▶ [Provided material]:
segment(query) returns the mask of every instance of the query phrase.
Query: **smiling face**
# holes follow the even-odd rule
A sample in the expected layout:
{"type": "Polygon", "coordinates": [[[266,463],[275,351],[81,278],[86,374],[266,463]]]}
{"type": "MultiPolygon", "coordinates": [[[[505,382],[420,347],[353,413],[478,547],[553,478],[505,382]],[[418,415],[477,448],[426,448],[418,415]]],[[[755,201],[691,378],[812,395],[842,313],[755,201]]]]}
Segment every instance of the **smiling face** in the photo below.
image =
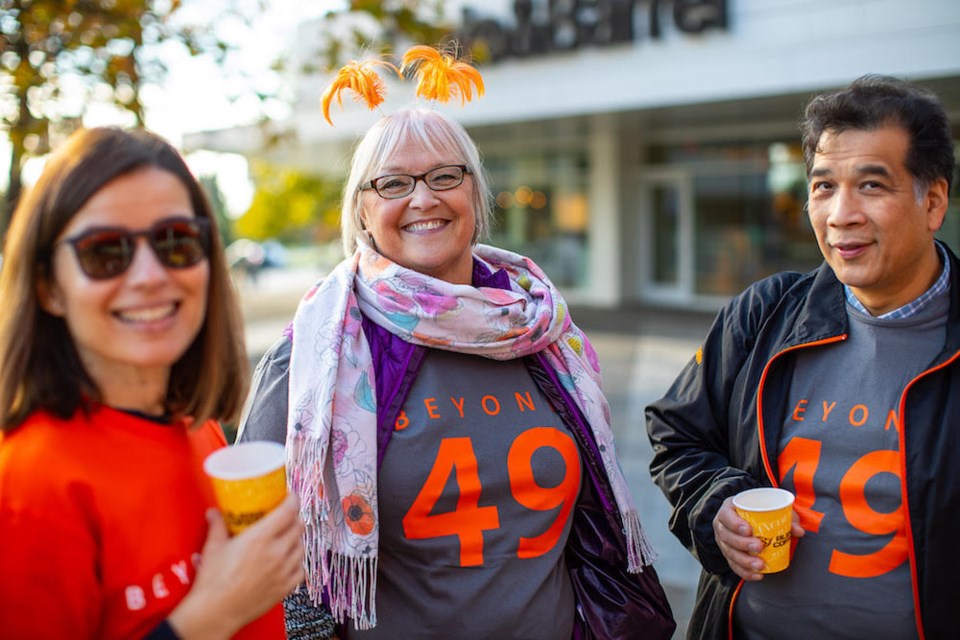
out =
{"type": "Polygon", "coordinates": [[[140,237],[126,271],[93,280],[81,270],[70,244],[61,241],[92,227],[139,231],[170,217],[194,217],[187,189],[173,174],[148,168],[115,178],[63,229],[52,277],[39,287],[41,305],[64,319],[84,367],[113,406],[162,410],[156,399],[166,393],[170,368],[204,320],[209,262],[167,268],[140,237]],[[129,389],[118,391],[134,383],[151,399],[145,405],[129,389]]]}
{"type": "MultiPolygon", "coordinates": [[[[405,173],[421,175],[443,165],[461,164],[462,158],[438,157],[421,145],[407,141],[373,177],[405,173]]],[[[377,251],[402,267],[453,284],[470,284],[473,274],[471,247],[476,232],[473,210],[473,177],[447,191],[432,191],[418,180],[413,193],[383,198],[373,189],[361,196],[360,219],[376,243],[377,251]]]]}
{"type": "Polygon", "coordinates": [[[919,199],[902,128],[825,131],[810,172],[809,214],[837,278],[874,315],[926,291],[940,273],[933,243],[947,209],[947,184],[919,199]]]}

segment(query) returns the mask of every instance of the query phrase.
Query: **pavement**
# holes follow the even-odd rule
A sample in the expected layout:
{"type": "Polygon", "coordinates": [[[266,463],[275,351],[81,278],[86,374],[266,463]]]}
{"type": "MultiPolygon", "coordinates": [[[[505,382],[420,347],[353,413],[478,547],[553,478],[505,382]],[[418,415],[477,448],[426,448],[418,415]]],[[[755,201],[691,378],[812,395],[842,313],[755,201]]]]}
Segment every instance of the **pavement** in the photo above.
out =
{"type": "MultiPolygon", "coordinates": [[[[292,320],[301,295],[319,278],[306,268],[266,270],[256,282],[238,283],[247,350],[256,363],[292,320]]],[[[620,463],[633,490],[643,526],[659,554],[655,563],[677,619],[675,638],[686,636],[699,565],[667,529],[670,505],[650,479],[653,450],[644,407],[667,390],[706,335],[712,314],[649,309],[572,308],[600,358],[620,463]]]]}

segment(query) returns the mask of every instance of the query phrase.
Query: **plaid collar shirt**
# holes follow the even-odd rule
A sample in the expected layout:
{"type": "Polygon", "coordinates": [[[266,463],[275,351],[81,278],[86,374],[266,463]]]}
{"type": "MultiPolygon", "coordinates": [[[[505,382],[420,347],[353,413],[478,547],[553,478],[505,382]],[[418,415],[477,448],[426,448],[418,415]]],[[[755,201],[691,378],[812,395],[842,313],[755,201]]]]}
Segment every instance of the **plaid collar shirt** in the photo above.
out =
{"type": "MultiPolygon", "coordinates": [[[[940,277],[937,278],[937,281],[933,283],[933,286],[927,289],[918,298],[908,302],[898,309],[894,309],[893,311],[888,311],[883,315],[879,315],[877,318],[880,320],[909,318],[910,316],[920,313],[936,297],[942,296],[950,290],[950,260],[947,257],[946,250],[940,245],[939,242],[936,244],[936,246],[937,252],[940,254],[940,262],[943,264],[943,270],[940,272],[940,277]]],[[[863,303],[857,300],[857,296],[853,295],[853,291],[850,290],[850,287],[843,285],[843,291],[847,296],[847,304],[860,313],[872,315],[869,311],[867,311],[867,308],[863,306],[863,303]]]]}

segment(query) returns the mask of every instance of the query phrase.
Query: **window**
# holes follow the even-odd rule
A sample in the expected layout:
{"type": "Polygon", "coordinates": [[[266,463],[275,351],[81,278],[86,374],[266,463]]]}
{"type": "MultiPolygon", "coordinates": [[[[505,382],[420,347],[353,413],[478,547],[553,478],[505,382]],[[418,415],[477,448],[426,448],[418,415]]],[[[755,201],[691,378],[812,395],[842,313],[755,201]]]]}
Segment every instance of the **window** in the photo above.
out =
{"type": "Polygon", "coordinates": [[[529,256],[559,287],[585,287],[589,205],[585,153],[488,157],[491,242],[529,256]]]}
{"type": "MultiPolygon", "coordinates": [[[[687,143],[651,158],[693,183],[694,293],[730,296],[782,270],[821,261],[804,212],[806,174],[797,143],[687,143]]],[[[656,215],[656,214],[654,214],[656,215]]]]}

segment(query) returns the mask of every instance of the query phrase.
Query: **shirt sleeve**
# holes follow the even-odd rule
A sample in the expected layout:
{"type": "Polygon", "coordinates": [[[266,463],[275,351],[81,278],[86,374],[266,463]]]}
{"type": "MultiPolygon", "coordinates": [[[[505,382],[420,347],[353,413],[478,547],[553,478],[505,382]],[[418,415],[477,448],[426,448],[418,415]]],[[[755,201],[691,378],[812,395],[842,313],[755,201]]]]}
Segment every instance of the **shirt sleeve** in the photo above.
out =
{"type": "Polygon", "coordinates": [[[287,394],[290,386],[290,353],[293,343],[281,337],[263,356],[253,372],[247,398],[237,428],[237,442],[272,440],[284,444],[287,439],[287,394]]]}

▶ [What is required]: When you retype the records, keep every word exactly as written and exclude the pictures.

▶ [Solution below]:
segment(query) returns the mask of every instance of the query phrase.
Query: **smiling face**
# holes follow the even-odd rule
A sample in the expected layout:
{"type": "Polygon", "coordinates": [[[266,463],[275,351],[81,278],[86,374],[266,463]]]}
{"type": "MultiPolygon", "coordinates": [[[[505,382],[420,347],[353,413],[478,547],[553,478],[505,382]],[[418,415],[477,448],[426,448],[418,415]]],[[[755,201],[691,378],[812,395],[842,313],[755,201]]]]}
Segment every instance of the **smiling face** in the photo below.
image =
out =
{"type": "Polygon", "coordinates": [[[140,237],[126,271],[93,280],[81,270],[70,244],[61,241],[92,227],[139,231],[170,217],[194,217],[187,189],[173,174],[148,168],[115,178],[63,229],[52,277],[39,287],[41,305],[64,319],[84,367],[113,406],[162,410],[156,399],[166,393],[170,368],[204,320],[209,262],[167,268],[140,237]],[[129,389],[118,391],[134,383],[151,399],[145,405],[129,389]]]}
{"type": "MultiPolygon", "coordinates": [[[[405,173],[421,175],[443,165],[461,164],[462,158],[438,157],[421,145],[407,141],[373,177],[405,173]]],[[[377,251],[402,267],[453,284],[470,284],[473,274],[471,247],[476,232],[473,210],[473,177],[447,191],[432,191],[418,180],[413,193],[383,198],[373,189],[361,196],[360,219],[376,243],[377,251]]]]}
{"type": "Polygon", "coordinates": [[[919,199],[902,128],[825,131],[810,172],[809,214],[837,278],[874,315],[926,291],[940,273],[933,243],[947,209],[947,184],[919,199]]]}

segment(query) returns the mask of every instance of the query phrase.
Query: **pavement**
# holes follow the even-odd rule
A sample in the expected layout:
{"type": "Polygon", "coordinates": [[[266,463],[275,351],[81,278],[86,374],[266,463]]]}
{"type": "MultiPolygon", "coordinates": [[[[505,382],[420,347],[353,413],[478,547],[553,478],[505,382]],[[418,415],[477,448],[426,448],[418,415]]],[[[755,201],[691,378],[812,395],[842,313],[755,201]]]]}
Segment every instance of the **pavement** in the photo above.
out =
{"type": "MultiPolygon", "coordinates": [[[[292,320],[301,295],[319,278],[306,268],[266,270],[256,282],[238,283],[247,350],[256,363],[292,320]]],[[[620,463],[633,490],[643,526],[659,554],[655,563],[677,619],[675,638],[686,636],[699,565],[667,529],[670,505],[650,479],[653,450],[644,407],[667,390],[706,335],[712,314],[649,309],[572,308],[600,358],[620,463]]]]}

segment(query) returns the mask of every instance of the query phrase.
Query: **plaid collar shirt**
# holes follow the even-odd rule
A sample in the expected layout:
{"type": "Polygon", "coordinates": [[[266,463],[275,351],[81,278],[86,374],[266,463]]]}
{"type": "MultiPolygon", "coordinates": [[[[505,382],[420,347],[353,413],[478,547],[553,478],[505,382]],[[418,415],[477,448],[426,448],[418,415]]],[[[755,201],[691,378],[812,395],[842,313],[755,201]]]]}
Segment every instance of the **plaid collar shirt** in the photo above.
out =
{"type": "MultiPolygon", "coordinates": [[[[940,277],[937,278],[937,281],[933,283],[933,286],[927,289],[918,298],[908,302],[898,309],[894,309],[893,311],[888,311],[883,315],[879,315],[877,318],[880,320],[909,318],[910,316],[920,313],[936,297],[942,296],[950,290],[950,260],[947,257],[946,250],[940,245],[939,242],[936,244],[936,246],[937,252],[940,254],[940,262],[943,264],[943,270],[940,272],[940,277]]],[[[863,303],[857,300],[857,296],[853,295],[853,291],[850,290],[850,287],[843,285],[843,291],[847,296],[847,304],[860,313],[872,315],[869,311],[867,311],[867,308],[863,306],[863,303]]]]}

segment(query) returns the mask of every instance of the query phrase.
Query: **window**
# holes follow the even-odd rule
A sample in the expected layout:
{"type": "Polygon", "coordinates": [[[266,463],[275,351],[81,278],[86,374],[266,463]]]}
{"type": "MultiPolygon", "coordinates": [[[[505,382],[420,347],[353,413],[478,547],[553,478],[505,382]],[[418,415],[477,448],[426,448],[418,415]]],[[[755,201],[691,378],[812,395],[842,313],[755,201]]]]}
Segment every instance of the **window** in the photo above.
out =
{"type": "Polygon", "coordinates": [[[529,256],[559,287],[585,287],[589,205],[585,153],[488,157],[491,242],[529,256]]]}
{"type": "MultiPolygon", "coordinates": [[[[687,143],[651,158],[693,183],[694,293],[730,296],[782,270],[821,261],[804,212],[806,174],[797,143],[687,143]]],[[[656,215],[656,214],[654,214],[656,215]]]]}

segment(query) returns the mask of every instance of the query phrase.
Query: **shirt sleeve**
# holes follow the even-odd rule
A sample in the expected layout:
{"type": "Polygon", "coordinates": [[[266,463],[275,351],[81,278],[86,374],[266,463]]]}
{"type": "MultiPolygon", "coordinates": [[[[505,382],[420,347],[353,413],[478,547],[553,478],[505,382]],[[418,415],[477,448],[426,448],[418,415]]],[[[755,201],[691,378],[812,395],[842,313],[755,201]]]]}
Segment every instance of the **shirt sleeve** in the photo above.
out =
{"type": "Polygon", "coordinates": [[[287,394],[290,386],[290,353],[293,343],[281,337],[263,356],[253,372],[247,398],[237,428],[237,442],[272,440],[284,444],[287,439],[287,394]]]}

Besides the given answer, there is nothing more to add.